Document excerpt ::
┌──

WASHINGTON: The Trump administration on Thursday will revoke a scientific finding that long has been the central basis for US action to regulate greenhouse gas emissions and fight climate change, the White House announced.
The Environmental Protection Agency will issue a final rule rescinding a 2009 government declaration known as the endangerment finding. That Obama-era policy determined that carbon dioxide and other greenhouse gases endanger public health and welfare.
President Donald Trump and EPA Administrator Lee Zeldin will “formalize the rescission of the 2009 Obama-era endangerment finding” at a White House ceremony, White House press secretary Karoline Leavitt said Tuesday.
The action “will be the largest deregulatory action in American history, and it will save the American people $1.3 trillion in crushing regulations,” she said. The bulk of the savings will stem from reduced costs for new vehicles, with the EPA projecting average per vehicle savings of more than $2,400 for popular light-duty cars, SUVs and trucks. Leavitt said.

└──

Recorded information ::

┌──

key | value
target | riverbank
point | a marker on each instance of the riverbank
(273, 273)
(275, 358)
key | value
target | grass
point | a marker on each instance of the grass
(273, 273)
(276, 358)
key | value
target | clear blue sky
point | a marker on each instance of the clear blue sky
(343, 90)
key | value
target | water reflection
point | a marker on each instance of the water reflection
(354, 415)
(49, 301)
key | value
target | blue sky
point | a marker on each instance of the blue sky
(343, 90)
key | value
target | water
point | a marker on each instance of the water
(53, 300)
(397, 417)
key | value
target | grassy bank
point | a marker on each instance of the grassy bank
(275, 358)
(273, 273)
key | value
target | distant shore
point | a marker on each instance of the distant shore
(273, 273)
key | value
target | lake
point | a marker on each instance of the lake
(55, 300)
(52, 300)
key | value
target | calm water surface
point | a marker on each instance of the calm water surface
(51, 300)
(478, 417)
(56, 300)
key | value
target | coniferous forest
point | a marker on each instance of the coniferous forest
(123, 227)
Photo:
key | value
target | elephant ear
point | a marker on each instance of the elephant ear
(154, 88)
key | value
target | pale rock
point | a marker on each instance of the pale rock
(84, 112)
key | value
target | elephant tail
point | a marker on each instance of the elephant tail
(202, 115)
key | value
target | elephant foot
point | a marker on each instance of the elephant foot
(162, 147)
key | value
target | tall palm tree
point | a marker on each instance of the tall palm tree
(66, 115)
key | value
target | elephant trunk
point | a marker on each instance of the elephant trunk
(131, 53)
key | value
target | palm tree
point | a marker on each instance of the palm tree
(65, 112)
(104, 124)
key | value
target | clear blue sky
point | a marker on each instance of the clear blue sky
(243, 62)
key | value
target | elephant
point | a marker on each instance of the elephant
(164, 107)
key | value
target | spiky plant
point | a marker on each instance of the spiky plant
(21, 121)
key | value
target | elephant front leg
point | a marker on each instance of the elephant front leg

└──

Exercise :: In the news excerpt on the endangerment finding, what did the 2009 declaration determine?

The answer :: It determined that carbon dioxide and other greenhouse gases endanger public health and welfare.